Assigned task A — Print, without alteration, the part of the theater review below that opens with the words containing "It is, however, a" and closes with "respective sidekicks.".
Assigned task B — Translate into Spanish the following sentence from the theater review below: "It centers on a young couple who meet, fall in love, move in together and then split."

Passage provided —
-----

It is, however, a short play, a long one-act if you will. Thus, when
OCC’s student rep players elected to revive it, they didn’t want to cheat
the audience, so they padded the evening with a collection of Mamet
vignettes under the collective title, “I Think, Therefore I Mamet.”
Mamet, for all his later brilliance, didn’t have much of that incisive
zing in his earlier years, when the other playlets in the OCC menagerie
were created. But it’s almost worth sitting through the first half of the
program to bask in the earthy hilarity of “Sexual Perversity.”
You may recall the movie version, “About Last Night,” an entertaining
flick, but lacking the outlandish sizzle of the stage version. It centers
on a young couple who meet, fall in love, move in together and then
split. But the hefty end of the funny business belongs to their
respective sidekicks.
Or at least, it should. At OCC, there’s a brilliantly blatant performance
by the male buddy (who, to be fair, has all the best lines), but not much
heat from the opposite corner. Nevertheless, it’s an R-rated riot,
competently staged by Shawn Shryer.

-----

Dataset entries:

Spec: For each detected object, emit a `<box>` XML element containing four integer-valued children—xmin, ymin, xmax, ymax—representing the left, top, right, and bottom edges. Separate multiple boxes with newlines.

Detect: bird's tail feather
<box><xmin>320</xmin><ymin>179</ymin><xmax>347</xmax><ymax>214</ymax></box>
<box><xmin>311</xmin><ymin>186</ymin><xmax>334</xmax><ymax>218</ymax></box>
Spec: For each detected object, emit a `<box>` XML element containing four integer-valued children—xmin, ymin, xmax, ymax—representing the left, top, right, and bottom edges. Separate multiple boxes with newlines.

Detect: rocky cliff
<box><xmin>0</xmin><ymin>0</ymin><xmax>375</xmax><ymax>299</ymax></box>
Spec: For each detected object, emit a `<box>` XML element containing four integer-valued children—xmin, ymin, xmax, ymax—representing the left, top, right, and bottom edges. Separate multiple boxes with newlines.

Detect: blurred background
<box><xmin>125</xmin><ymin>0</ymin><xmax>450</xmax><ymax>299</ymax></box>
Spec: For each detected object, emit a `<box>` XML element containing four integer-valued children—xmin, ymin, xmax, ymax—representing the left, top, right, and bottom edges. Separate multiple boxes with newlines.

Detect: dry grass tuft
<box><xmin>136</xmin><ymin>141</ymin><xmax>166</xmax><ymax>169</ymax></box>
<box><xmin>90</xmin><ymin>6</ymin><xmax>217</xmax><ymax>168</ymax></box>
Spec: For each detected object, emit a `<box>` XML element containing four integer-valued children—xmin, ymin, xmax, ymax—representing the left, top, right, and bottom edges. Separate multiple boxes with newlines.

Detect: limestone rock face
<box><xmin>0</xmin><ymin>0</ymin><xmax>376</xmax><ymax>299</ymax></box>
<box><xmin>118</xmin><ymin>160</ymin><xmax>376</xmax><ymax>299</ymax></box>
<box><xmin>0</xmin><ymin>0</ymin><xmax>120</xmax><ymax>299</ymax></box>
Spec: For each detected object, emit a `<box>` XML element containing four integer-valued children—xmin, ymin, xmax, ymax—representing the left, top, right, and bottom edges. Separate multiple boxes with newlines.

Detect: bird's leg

-----

Written reply A —
It is, however, a short play, a long one-act if you will. Thus, when
OCC’s student rep players elected to revive it, they didn’t want to cheat
the audience, so they padded the evening with a collection of Mamet
vignettes under the collective title, “I Think, Therefore I Mamet.”
Mamet, for all his later brilliance, didn’t have much of that incisive
zing in his earlier years, when the other playlets in the OCC menagerie
were created. But it’s almost worth sitting through the first half of the
program to bask in the earthy hilarity of “Sexual Perversity.”
You may recall the movie version, “About Last Night,” an entertaining
flick, but lacking the outlandish sizzle of the stage version. It centers
on a young couple who meet, fall in love, move in together and then
split. But the hefty end of the funny business belongs to their
respective sidekicks.

Written reply B — Se centra en una joven pareja que se conoce, se enamora, se va a vivir junta y luego se separa.